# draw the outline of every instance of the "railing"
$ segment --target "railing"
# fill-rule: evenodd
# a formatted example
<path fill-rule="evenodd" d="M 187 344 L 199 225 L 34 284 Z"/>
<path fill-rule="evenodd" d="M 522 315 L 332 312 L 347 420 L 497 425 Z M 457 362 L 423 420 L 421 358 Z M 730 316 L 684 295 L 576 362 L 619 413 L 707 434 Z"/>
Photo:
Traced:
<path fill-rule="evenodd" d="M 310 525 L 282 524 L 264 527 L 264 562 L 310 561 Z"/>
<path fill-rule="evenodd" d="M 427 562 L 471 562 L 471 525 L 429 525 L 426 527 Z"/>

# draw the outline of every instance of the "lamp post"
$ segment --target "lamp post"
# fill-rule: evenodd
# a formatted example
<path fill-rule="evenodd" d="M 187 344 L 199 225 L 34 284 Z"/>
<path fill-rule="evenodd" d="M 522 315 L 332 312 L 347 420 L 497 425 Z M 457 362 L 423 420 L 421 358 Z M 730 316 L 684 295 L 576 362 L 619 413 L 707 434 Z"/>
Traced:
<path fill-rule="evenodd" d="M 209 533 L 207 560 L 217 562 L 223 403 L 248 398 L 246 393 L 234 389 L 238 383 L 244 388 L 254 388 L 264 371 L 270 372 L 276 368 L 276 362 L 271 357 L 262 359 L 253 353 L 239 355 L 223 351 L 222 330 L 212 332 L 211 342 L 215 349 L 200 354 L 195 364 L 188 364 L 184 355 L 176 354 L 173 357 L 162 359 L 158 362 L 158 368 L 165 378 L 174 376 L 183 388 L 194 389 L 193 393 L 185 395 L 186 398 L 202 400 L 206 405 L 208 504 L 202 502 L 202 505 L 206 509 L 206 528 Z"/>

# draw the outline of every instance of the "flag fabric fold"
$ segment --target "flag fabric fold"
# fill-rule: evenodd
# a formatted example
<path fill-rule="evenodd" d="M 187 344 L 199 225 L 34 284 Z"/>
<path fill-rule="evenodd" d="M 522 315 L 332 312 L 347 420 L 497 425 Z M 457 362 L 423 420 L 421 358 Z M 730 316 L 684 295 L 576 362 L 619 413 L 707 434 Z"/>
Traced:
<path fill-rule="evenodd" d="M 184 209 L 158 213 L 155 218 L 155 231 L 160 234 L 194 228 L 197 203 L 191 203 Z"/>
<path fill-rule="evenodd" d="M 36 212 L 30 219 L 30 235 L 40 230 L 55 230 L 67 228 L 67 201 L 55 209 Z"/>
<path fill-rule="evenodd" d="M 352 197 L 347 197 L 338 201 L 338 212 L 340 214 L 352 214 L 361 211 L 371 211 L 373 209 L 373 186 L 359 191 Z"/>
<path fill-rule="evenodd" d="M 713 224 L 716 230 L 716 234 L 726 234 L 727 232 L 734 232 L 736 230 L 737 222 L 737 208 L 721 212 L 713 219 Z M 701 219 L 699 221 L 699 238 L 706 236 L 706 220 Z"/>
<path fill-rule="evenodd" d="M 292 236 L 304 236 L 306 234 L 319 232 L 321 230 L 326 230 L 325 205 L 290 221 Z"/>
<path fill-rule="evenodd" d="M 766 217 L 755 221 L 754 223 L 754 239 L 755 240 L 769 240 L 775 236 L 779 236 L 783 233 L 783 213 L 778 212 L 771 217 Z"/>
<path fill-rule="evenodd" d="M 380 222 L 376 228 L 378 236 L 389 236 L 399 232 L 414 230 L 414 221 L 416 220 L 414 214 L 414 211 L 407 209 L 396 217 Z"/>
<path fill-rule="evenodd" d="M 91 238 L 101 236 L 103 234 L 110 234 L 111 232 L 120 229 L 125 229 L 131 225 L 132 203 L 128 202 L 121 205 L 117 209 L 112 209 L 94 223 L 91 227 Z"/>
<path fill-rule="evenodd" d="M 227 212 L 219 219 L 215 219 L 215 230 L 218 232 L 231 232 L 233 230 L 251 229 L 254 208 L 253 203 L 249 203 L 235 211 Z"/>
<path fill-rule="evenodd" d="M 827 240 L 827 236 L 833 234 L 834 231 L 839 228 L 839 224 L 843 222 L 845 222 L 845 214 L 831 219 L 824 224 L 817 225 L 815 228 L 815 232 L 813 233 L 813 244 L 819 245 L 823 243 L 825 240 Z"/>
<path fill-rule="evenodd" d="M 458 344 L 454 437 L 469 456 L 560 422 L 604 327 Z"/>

++++++

Identify each line above that contains the string "post", where case counts, and copy each such line out in full.

* Finished task:
# draw the outline of every instance of the "lamp post"
$ segment --target "lamp post"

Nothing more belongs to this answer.